WHAT TO DO: Rewrite the stretch from the start of the rows through the line containing "M 0 350 L 528 350 L 527 0 L 1 0 L 0 74 Z", replacing "sugarcane" with "sugar cane" and changing nothing else. Give only those lines, without the pictures.

RECORDS FOR THE TASK:

^^^^

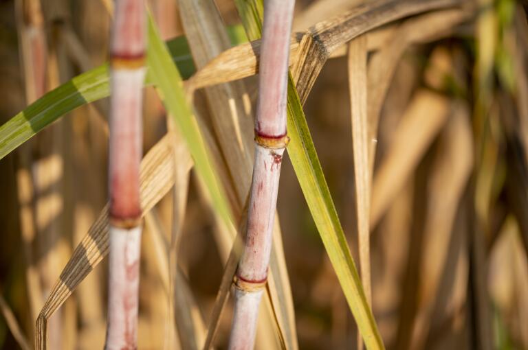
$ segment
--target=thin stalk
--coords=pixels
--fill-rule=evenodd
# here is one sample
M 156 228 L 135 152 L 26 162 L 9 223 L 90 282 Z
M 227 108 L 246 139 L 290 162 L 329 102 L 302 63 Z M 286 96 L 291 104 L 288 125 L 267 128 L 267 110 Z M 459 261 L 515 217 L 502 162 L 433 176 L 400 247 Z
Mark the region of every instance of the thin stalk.
M 137 349 L 140 162 L 146 42 L 144 0 L 118 0 L 111 47 L 110 256 L 105 349 Z
M 268 0 L 264 5 L 255 160 L 245 242 L 236 272 L 230 349 L 253 348 L 267 279 L 280 165 L 289 140 L 286 97 L 294 3 L 294 0 Z

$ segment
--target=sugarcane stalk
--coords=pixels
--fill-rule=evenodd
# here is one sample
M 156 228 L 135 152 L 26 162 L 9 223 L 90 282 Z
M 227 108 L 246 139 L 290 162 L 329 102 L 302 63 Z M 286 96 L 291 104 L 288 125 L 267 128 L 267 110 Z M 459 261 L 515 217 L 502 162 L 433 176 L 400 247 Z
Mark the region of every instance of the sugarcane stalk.
M 144 0 L 117 0 L 111 42 L 107 349 L 138 347 L 145 42 Z
M 280 165 L 289 141 L 286 99 L 294 3 L 294 0 L 267 0 L 264 4 L 255 159 L 245 242 L 235 277 L 230 349 L 253 348 L 267 279 Z

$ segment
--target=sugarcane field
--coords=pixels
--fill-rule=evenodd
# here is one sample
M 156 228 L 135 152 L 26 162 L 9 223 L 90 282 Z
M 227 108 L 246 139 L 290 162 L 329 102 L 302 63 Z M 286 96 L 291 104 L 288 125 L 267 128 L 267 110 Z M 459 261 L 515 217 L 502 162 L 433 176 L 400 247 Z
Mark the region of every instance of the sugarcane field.
M 0 350 L 528 350 L 527 0 L 1 0 L 0 74 Z

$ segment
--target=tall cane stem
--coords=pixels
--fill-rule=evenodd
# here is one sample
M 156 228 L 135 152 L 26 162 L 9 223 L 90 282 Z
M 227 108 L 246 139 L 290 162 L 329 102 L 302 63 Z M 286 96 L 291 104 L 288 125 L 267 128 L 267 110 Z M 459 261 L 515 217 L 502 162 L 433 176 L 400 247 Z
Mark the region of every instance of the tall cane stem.
M 264 5 L 255 162 L 245 243 L 236 272 L 230 349 L 253 348 L 267 278 L 280 165 L 289 140 L 286 94 L 294 3 L 294 0 L 267 0 Z
M 142 232 L 139 174 L 145 41 L 144 0 L 117 0 L 111 47 L 107 349 L 138 347 Z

^^^^

WRITTEN REPLY:
$ segment
--target=thin stalk
--coords=pixels
--fill-rule=evenodd
# here is one sample
M 156 228 L 135 152 L 26 162 L 9 223 L 90 282 Z
M 227 108 L 246 139 L 290 162 L 329 102 L 302 63 Z M 286 96 L 291 104 L 288 125 L 267 128 L 267 110 Z M 459 261 L 515 217 L 502 162 L 433 176 L 400 247 Z
Mark the region of every instance of the thin stalk.
M 137 349 L 140 162 L 146 42 L 144 0 L 118 0 L 111 47 L 110 256 L 105 349 Z
M 268 0 L 264 5 L 255 160 L 245 242 L 236 272 L 230 349 L 253 348 L 267 279 L 280 165 L 289 140 L 286 97 L 294 3 L 294 0 Z

$ segment
--target=sugar cane stalk
--coords=pixels
--fill-rule=evenodd
# here is one sample
M 156 228 L 135 152 L 26 162 L 9 223 L 90 282 Z
M 227 108 L 246 139 L 290 162 L 329 102 L 302 63 Z M 286 96 L 291 104 L 288 125 L 267 128 L 267 110 Z M 459 261 L 515 217 L 502 162 L 433 176 L 400 247 Z
Mark the region of every instance of the sugar cane stalk.
M 144 0 L 117 0 L 111 42 L 107 349 L 138 347 L 145 42 Z
M 280 165 L 289 141 L 286 99 L 294 3 L 294 0 L 267 0 L 264 4 L 255 159 L 245 242 L 235 277 L 230 349 L 253 348 L 267 279 Z

$ segment
--target=sugar cane field
--coords=pixels
--fill-rule=evenodd
# here is one sample
M 156 228 L 135 152 L 26 162 L 9 223 L 90 282 Z
M 227 108 L 246 139 L 290 162 L 329 102 L 302 63 Z M 286 96 L 291 104 L 288 125 L 267 128 L 267 110 Z M 459 261 L 515 217 L 502 162 L 433 176 L 400 247 Z
Mark the region of every instance of the sugar cane field.
M 0 350 L 528 350 L 527 0 L 1 0 L 0 74 Z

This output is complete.